▸ PASSAGE PROVIDED
****

Former MLB pitcher Curt Schilling made over $115 million during his 20-year career. Three years after he retired, however, Schilling lost it all. Not from gambling like John Daly or lavish purchases like Mike Tyson, but from a video game.

Curt Schilling started a video game company in 2006

As Schilling neared the end of his MLB career, he decided to put a plan in place for life after baseball. His goal was to build the biggest video game company the world has ever seen — and to get filthy rich in the process. Schilling already earned more than $115 million from his baseball career, but he wanted Bill Gates money.

Schilling founded 38 Studios in 2006, three years before his official retirement from baseball. After calling it quits in 2009, Schilling began to sink his life — and his wallet — into 38 Studios. He originally put up $50 million of his own assets to start the company. Other investors chipped in a total of $5 to $10 million, but the bulk of the funding came from a $75 million guaranteed loan from the state of Rhode Island.

38 Studios released its first video game, titled “Kingdoms of Amalur: Reckoning,” in 2012. The game actually received stellar reviews upon release, but it ended up being the only game 38 Studios would ever release. A few months later, Schilling's company went bankrupt.

38 Studios goes bankrupt in 2012

Even though 38 Studios found success with its first video game, the company's employees stopped getting paid in May of 2012. A few weeks later, they were all informed via e-mail they no longer had a job. Schilling's company was bankrupt.

Schilling lost his entire $50 million investment along with the $75 million in Rhode Island taxpayer money.

“I put everything in my name in this company, and I believed in what we built,” Schilling said. I never took a penny in salary, I never took a penny for anything.”

Schilling might not have taken a penny from the business, but he did lose everything he earned from his lengthy MLB career. After paying back his investors and settling a lawsuit with the state of Rhode Island, Schilling said he was “tapped out.” $115 million down the drain. All for one video game.

****

▸ ROWS
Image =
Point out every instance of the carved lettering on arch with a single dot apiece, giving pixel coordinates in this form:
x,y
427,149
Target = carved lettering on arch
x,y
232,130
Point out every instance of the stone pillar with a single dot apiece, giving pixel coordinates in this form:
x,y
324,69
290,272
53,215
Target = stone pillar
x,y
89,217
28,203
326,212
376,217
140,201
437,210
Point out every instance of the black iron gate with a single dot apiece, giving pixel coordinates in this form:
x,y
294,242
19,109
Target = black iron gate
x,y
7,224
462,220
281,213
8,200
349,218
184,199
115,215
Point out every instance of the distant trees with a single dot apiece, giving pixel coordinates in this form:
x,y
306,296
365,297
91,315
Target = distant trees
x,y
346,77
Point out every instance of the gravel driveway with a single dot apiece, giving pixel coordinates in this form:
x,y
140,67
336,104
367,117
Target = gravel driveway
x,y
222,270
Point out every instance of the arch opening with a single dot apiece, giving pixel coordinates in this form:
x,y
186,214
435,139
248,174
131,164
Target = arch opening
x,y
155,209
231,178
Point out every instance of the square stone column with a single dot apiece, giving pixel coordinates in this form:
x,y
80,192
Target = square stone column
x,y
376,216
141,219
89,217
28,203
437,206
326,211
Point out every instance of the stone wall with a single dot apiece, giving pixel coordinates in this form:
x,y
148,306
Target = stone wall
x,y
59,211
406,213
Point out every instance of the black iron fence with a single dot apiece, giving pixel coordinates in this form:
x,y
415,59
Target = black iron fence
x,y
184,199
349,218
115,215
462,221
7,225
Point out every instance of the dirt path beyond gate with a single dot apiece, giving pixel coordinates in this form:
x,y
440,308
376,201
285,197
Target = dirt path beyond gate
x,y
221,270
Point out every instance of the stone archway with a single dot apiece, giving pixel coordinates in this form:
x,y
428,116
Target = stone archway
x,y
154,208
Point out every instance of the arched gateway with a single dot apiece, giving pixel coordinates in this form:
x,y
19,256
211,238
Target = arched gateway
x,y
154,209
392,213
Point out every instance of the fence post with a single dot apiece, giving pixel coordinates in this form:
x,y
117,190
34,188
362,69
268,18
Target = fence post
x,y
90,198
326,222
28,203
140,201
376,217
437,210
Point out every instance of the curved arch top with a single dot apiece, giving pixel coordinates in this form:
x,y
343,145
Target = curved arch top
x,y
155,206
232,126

****

▸ SET TASKS
(a) In the passage about Curt Schilling's video game company, how large was the guaranteed loan that the state of Rhode Island provided to 38 Studios?
(b) Write out the passage about Curt Schilling's video game company word for word, starting at "38 Studios goes" and ending at "one video game.".
(c) Extend the passage about Curt Schilling's loss of his baseball fortune to a video game company, picking up right after its final sentence.

▸ SOLVED PROBLEMS
(a) $75 million

(b)
38 Studios goes bankrupt in 2012

Even though 38 Studios found success with its first video game, the company's employees stopped getting paid in May of 2012. A few weeks later, they were all informed via e-mail they no longer had a job. Schilling's company was bankrupt.

Schilling lost his entire $50 million investment along with the $75 million in Rhode Island taxpayer money.

“I put everything in my name in this company, and I believed in what we built,” Schilling said. I never took a penny in salary, I never took a penny for anything.”

Schilling might not have taken a penny from the business, but he did lose everything he earned from his lengthy MLB career. After paying back his investors and settling a lawsuit with the state of Rhode Island, Schilling said he was “tapped out.” $115 million down the drain. All for one video game.

(c)
Curt Schilling bankrupted more than just himself

Schilling lost his entire fortune in three short years away from baseball, but 38 Studios going bust affected more than just the Red Sox great.

Hundreds of 38 Studios employees were blindsided by the collapse. Schilling was so ill-prepared for a shutdown that he couldn't provide employees with the benefits they deserved. Some saw their healthcare evaporate and their 401(k)s freeze. A few people were even notified they were back on the hook for their old house's mortgages because the company 38 Studios hired to sell them failed to do so.

With no job, rent due, and now an old mortgage to cover, hard-working people struggled to pay their bills. Schilling left the company for an ESPN studio gig while the 38 Studios employees were left to fend for themselves.

ESPN got Schilling back on his feet for the time being, but he would never reclaim the fortune professional baseball supplied him. Schilling said telling his family about the company's demise was one of the hardest things he's ever had to do.

“[I told them] 38 Studios was probably going to fail and go bankrupt, and that the money that I had earned and saved during baseball was probably all gone,” Schilling said. “And that it was my fault, and that they might start hearing some things in school and things like that. And let's be clear: We're not talking about a terminal illness or somebody dying. But it's a life-changing thing. It's not a conversation I would wish on any father, or on anybody.”